Material for this exercise
+++

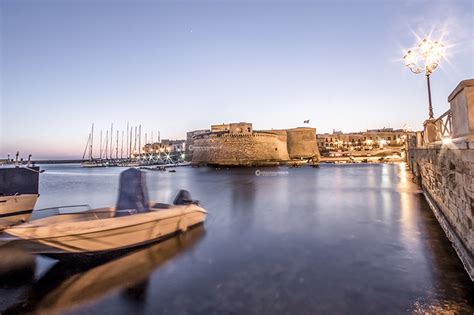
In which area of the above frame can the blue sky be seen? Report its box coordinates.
[0,0,474,158]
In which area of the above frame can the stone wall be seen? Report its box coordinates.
[407,80,474,281]
[191,123,319,166]
[408,145,474,279]
[192,132,289,166]
[287,127,319,159]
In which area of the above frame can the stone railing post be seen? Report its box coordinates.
[448,79,474,142]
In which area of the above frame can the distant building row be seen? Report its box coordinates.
[317,128,414,152]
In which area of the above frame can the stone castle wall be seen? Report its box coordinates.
[287,127,319,159]
[192,132,289,166]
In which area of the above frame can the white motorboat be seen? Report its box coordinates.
[4,169,207,258]
[0,166,40,226]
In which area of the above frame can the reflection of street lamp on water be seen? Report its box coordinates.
[403,38,446,119]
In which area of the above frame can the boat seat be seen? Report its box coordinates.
[115,168,149,217]
[151,202,172,209]
[173,189,199,205]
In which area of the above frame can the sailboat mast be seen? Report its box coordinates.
[105,130,109,160]
[110,123,114,158]
[89,123,94,161]
[82,133,91,161]
[126,121,130,157]
[128,126,133,158]
[138,125,142,156]
[120,130,124,159]
[99,130,102,160]
[133,126,137,154]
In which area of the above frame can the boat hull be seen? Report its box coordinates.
[0,194,39,224]
[5,205,206,255]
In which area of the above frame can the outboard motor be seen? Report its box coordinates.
[115,168,149,217]
[173,189,199,205]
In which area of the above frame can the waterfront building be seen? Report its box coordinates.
[317,128,414,155]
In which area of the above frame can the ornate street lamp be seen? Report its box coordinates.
[403,38,446,119]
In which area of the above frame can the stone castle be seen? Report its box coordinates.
[187,122,319,166]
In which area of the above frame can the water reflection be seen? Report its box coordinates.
[5,225,205,314]
[0,164,474,315]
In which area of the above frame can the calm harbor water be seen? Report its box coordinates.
[0,164,474,314]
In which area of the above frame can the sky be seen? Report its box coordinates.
[0,0,474,159]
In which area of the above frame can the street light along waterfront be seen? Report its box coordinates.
[403,38,446,119]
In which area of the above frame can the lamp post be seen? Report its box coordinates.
[403,38,446,120]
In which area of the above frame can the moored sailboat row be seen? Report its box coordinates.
[81,123,184,168]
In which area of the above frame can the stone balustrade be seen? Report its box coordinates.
[408,80,474,280]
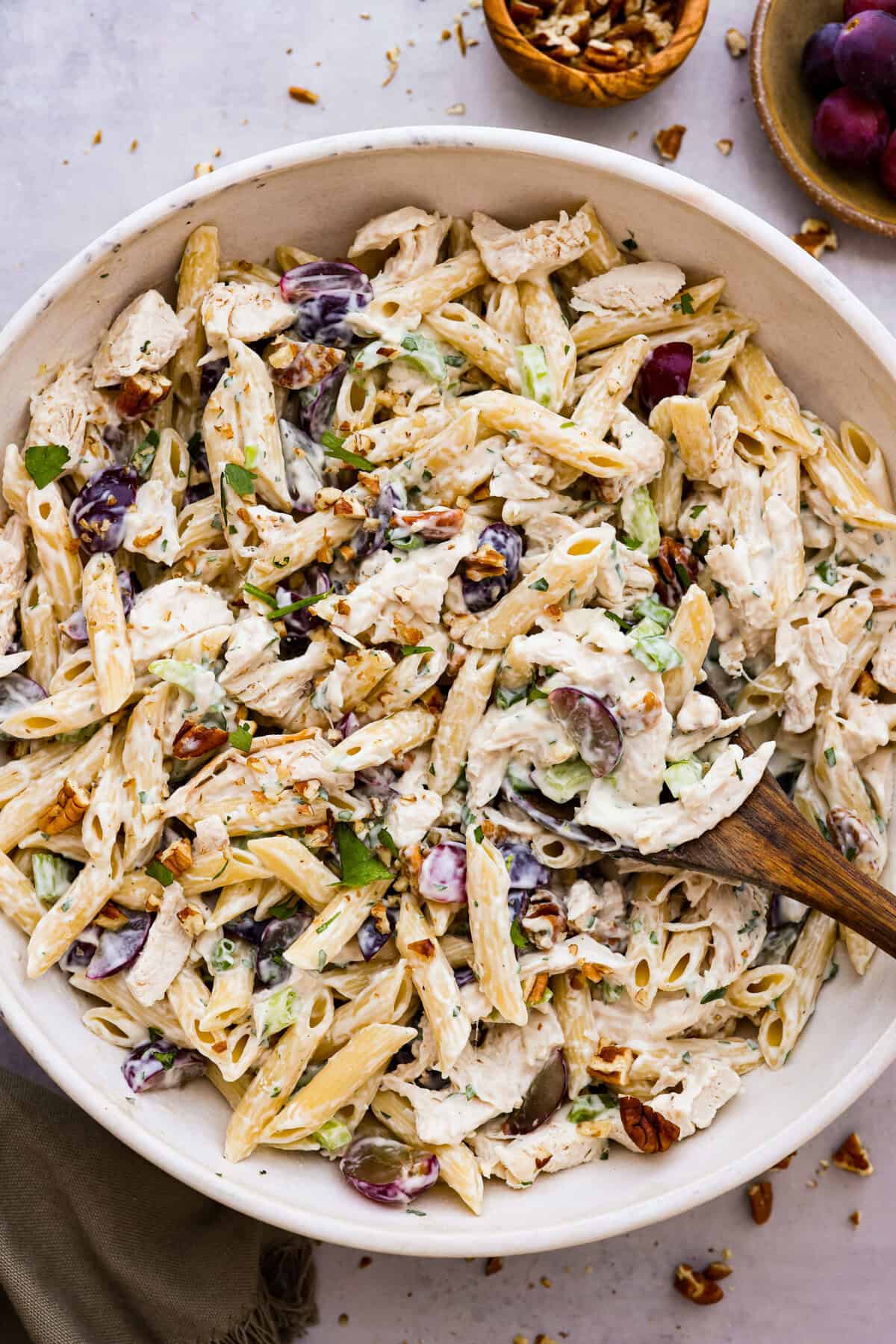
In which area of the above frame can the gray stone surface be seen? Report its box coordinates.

+++

What the exercise asks
Transcribe every one of the lines above word for word, and leave the pictures out of your answer.

Expected answer
In which area of the above frame can the blue sky be seen? Report its box coordinates.
[0,0,474,158]
In which area of the above frame can the stone wall be seen? Report its box coordinates.
[407,80,474,281]
[191,123,319,166]
[408,145,474,279]
[192,132,289,166]
[287,127,319,159]
In which area of the above frame can the stone railing post be seen? Report its box coordinates.
[448,79,474,142]
In which area of the above frame can the distant building row be seen? Report its box coordinates.
[317,128,414,152]
In which area of the above frame can the stone castle wall be seen? Report its box coordinates.
[287,127,319,159]
[192,132,289,166]
In which area of the above frame can the white motorboat be seen? Report its box coordinates.
[4,169,207,258]
[0,166,40,226]
In which area of the above frame can the reflection of street lamp on water be seen? Report its box coordinates.
[403,38,446,119]
In which area of the above frame can the boat seat be seen? Report its box coordinates.
[115,168,149,217]
[151,202,172,209]
[173,189,199,205]
In which area of the above frame can the sailboat mast be seen? Report its box coordinates.
[105,130,109,160]
[110,123,114,158]
[89,123,94,161]
[82,133,91,161]
[126,121,130,157]
[128,126,133,158]
[138,125,142,156]
[120,130,124,159]
[99,130,102,160]
[133,126,137,154]
In which area of the above frame can the boat hull be seen? Report its box coordinates.
[0,194,39,224]
[5,205,206,255]
In which area of the above frame can the outboard motor be seen? Report its box coordinates.
[115,168,149,217]
[173,189,199,205]
In which area of the above frame can the waterfront building be seen? Report its box coordinates.
[317,128,414,155]
In which area of the above frame can the ornate street lamp be seen? Report its box coordinates.
[403,38,446,119]
In which area of the above frame can the stone castle be seen? Report its box coordinates.
[187,122,319,166]
In which area of the above frame can the water reflection be seen? Report its box coordinates.
[5,225,205,314]
[0,164,474,315]
In which area of the above frame can the calm harbor water be seen? Report its box coordinates.
[0,164,474,314]
In which area of the above frame can the sky be seen? Report its box coordinates.
[0,0,474,159]
In which area of the above frame can the street light along waterfront be seen? Report its box coordinates.
[403,38,446,119]
In which area of the above frame can the lamp post be seen? Report its box coordinates.
[403,38,446,120]
In which area of the above frame can the moored sailboat row be seen? Report its box coordinates.
[81,123,184,168]
In which area of the above frame can the stone balustrade be seen? Report its box coordinates.
[408,80,474,280]
In which area of the above frame can the gray stone surface be seen? Report its box coordinates.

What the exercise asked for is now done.